++++ AVAILABLE RECORDS

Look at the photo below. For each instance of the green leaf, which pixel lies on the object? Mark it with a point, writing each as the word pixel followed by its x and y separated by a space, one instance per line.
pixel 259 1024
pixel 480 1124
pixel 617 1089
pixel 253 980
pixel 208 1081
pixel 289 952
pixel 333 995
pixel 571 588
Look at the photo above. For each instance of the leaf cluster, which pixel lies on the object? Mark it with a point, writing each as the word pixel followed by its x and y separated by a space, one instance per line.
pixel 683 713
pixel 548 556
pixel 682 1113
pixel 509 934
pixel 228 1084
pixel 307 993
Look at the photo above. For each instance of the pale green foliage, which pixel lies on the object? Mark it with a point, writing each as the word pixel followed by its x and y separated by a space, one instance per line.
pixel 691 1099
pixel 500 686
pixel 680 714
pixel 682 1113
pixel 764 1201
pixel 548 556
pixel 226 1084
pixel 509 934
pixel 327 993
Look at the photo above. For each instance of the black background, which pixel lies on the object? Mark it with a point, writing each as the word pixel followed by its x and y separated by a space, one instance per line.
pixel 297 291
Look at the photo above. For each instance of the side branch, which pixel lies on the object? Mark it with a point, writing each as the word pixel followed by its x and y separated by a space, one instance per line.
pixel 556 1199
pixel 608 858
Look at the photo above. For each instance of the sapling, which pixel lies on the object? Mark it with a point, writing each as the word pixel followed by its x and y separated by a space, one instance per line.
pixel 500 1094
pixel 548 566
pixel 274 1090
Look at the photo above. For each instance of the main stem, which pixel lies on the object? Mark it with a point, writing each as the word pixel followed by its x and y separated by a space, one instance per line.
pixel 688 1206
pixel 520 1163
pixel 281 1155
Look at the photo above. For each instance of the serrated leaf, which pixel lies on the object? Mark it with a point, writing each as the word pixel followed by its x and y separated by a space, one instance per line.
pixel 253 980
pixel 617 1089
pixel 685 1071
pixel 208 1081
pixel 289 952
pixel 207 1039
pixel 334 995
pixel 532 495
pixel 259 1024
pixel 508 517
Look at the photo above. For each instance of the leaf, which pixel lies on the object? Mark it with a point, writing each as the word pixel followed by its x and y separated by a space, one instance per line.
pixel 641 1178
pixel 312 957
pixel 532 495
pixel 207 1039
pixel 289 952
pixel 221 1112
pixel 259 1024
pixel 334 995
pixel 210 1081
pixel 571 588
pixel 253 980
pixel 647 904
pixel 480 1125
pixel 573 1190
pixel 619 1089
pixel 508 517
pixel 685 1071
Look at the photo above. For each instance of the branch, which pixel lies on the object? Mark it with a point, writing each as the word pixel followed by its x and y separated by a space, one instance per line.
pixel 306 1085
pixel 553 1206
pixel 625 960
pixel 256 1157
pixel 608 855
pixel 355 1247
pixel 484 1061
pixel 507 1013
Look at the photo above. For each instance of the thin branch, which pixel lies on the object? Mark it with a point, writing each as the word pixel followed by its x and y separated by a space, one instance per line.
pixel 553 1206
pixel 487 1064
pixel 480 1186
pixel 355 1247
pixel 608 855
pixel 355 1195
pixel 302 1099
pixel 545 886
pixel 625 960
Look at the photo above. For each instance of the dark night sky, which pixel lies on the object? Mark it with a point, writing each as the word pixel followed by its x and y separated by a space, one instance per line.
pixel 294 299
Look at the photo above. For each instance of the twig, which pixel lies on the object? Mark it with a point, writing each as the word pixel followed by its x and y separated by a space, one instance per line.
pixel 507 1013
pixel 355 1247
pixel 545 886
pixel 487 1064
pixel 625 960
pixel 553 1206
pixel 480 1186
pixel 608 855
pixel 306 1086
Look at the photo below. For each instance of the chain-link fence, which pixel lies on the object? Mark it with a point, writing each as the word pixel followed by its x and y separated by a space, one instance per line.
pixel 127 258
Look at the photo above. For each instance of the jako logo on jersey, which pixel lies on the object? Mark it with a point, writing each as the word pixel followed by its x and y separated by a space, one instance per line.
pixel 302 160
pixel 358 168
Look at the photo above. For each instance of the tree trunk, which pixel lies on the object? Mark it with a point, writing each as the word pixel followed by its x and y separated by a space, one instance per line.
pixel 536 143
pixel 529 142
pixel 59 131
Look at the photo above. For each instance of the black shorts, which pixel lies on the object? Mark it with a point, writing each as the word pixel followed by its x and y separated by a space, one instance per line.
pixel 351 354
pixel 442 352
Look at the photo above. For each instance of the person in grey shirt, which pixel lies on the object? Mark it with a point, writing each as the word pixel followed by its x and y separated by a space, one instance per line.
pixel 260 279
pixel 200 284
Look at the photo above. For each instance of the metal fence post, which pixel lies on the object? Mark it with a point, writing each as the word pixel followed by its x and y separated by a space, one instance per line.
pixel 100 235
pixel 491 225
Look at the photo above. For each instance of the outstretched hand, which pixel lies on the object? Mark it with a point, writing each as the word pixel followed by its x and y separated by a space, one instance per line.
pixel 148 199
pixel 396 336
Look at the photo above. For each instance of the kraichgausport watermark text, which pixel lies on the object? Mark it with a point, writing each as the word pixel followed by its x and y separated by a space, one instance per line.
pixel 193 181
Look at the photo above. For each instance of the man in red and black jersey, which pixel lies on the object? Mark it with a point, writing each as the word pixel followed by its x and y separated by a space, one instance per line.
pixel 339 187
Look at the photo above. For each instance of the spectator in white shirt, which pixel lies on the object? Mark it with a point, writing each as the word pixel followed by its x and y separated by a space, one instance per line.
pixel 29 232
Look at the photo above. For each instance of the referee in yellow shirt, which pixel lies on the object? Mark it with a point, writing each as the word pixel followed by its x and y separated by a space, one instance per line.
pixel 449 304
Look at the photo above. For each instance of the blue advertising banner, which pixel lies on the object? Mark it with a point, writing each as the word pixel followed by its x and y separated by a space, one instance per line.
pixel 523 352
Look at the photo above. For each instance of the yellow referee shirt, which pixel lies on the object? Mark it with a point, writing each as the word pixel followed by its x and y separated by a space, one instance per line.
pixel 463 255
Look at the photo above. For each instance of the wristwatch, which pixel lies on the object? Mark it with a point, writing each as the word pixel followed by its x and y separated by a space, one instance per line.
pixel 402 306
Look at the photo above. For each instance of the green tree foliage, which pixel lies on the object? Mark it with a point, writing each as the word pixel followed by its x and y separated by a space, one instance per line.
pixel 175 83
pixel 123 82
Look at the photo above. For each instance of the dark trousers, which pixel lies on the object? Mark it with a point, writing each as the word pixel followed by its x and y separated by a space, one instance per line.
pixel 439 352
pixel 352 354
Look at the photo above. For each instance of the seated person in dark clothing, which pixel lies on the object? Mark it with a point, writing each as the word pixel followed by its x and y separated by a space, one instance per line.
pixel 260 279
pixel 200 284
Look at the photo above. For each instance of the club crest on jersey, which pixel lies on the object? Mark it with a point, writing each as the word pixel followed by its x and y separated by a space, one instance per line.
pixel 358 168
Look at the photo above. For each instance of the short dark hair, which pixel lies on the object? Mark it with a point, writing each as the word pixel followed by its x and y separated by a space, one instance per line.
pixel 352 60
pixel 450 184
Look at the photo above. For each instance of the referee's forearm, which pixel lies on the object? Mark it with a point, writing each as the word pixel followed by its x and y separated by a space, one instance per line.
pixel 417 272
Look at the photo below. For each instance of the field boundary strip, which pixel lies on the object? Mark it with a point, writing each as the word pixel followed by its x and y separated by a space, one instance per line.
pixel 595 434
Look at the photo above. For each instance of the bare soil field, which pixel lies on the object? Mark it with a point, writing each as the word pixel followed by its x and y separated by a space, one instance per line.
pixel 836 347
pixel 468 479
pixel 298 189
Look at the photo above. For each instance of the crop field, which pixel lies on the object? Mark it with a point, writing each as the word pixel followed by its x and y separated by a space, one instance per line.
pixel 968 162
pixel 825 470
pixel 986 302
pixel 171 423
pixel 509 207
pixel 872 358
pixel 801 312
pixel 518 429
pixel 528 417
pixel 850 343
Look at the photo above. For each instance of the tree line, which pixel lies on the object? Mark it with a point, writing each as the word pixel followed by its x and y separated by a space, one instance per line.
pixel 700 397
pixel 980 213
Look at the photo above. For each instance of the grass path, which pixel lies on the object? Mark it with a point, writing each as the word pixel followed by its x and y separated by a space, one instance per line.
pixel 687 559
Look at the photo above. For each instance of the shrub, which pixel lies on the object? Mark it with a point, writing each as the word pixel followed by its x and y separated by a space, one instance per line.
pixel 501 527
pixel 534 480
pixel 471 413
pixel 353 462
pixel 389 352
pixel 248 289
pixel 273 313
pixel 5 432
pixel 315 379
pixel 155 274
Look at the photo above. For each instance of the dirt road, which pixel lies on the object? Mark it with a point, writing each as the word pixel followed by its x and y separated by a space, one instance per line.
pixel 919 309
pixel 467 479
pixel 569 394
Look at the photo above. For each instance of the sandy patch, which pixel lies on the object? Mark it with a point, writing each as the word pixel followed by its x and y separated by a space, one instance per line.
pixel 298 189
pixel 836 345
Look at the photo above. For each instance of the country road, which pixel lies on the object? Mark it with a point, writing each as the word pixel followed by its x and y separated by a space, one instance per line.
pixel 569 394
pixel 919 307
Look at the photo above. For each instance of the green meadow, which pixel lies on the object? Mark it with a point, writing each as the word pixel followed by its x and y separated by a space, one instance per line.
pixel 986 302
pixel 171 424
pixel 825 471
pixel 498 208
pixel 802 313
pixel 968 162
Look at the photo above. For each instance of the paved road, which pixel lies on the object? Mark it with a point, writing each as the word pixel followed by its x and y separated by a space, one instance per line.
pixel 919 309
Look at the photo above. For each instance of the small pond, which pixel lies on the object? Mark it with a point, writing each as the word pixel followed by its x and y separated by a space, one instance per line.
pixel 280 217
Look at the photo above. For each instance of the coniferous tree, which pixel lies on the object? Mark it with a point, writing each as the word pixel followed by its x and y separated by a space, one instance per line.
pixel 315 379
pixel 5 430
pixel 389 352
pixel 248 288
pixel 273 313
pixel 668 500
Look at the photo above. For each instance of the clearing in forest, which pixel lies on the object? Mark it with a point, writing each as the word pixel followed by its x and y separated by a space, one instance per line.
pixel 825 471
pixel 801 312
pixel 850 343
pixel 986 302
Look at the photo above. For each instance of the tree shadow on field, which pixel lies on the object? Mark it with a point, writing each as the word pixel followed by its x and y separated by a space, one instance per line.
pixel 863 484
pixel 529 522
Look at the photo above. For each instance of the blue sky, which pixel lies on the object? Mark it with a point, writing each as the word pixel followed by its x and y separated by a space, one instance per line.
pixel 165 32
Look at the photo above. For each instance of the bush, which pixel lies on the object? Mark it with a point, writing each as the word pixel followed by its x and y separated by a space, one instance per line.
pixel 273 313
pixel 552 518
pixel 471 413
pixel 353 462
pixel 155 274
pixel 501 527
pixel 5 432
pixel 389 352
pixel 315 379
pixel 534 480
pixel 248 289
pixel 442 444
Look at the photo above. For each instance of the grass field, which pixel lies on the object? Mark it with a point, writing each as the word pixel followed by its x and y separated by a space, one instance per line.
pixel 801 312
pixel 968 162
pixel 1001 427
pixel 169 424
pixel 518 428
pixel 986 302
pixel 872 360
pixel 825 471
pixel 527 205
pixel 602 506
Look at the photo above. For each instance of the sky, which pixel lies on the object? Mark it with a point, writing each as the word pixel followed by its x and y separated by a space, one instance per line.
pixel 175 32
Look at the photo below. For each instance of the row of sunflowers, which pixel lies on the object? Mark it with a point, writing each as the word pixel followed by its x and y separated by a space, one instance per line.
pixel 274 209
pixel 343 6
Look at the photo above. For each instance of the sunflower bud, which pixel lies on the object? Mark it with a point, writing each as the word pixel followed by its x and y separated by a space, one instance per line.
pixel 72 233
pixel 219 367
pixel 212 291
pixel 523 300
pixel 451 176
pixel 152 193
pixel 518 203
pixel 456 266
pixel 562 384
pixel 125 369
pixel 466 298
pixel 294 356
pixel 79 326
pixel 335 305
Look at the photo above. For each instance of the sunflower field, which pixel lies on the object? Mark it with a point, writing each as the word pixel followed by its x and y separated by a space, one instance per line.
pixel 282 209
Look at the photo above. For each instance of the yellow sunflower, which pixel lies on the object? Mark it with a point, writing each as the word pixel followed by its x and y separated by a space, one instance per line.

++++++++

WHAT YOU HAVE TO DO: Return only the lines running from the line with "the sky, which" to the last line of the records, both included, exactly as written.

WRITTEN ANSWER:
Look at the photo above. For each instance of the sky, which pixel lies on the object? Mark it with a point, writing each as the word pixel followed by its x and y separated by a space, one instance per line.
pixel 175 32
Look at the photo below. For each instance of the row of sunflowers, which pixel lies on the object? Mark it with a point, writing each as the word pixel followed by its x and y separated by a space, one instance per line.
pixel 274 209
pixel 343 6
Look at the photo above. For each instance of the sunflower bud, which pixel lies on the object? Mark it with a point, writing each as the word pixel followed by its x and y separated by a space, one instance per line.
pixel 72 233
pixel 219 367
pixel 212 291
pixel 523 300
pixel 451 176
pixel 152 193
pixel 518 203
pixel 456 266
pixel 562 384
pixel 125 369
pixel 466 298
pixel 294 356
pixel 79 326
pixel 335 305
Look at the photo above. For each instance of the sunflower field, which pixel lies on the object? Mark it with a point, writing each as the word pixel followed by its x and y separated by a space, one instance per line.
pixel 282 209
Look at the photo above. For each instance of the yellow sunflower, which pixel lies on the object? Mark it with a point, writing each as the word pixel followed by its x and y separated by a space, one instance per line.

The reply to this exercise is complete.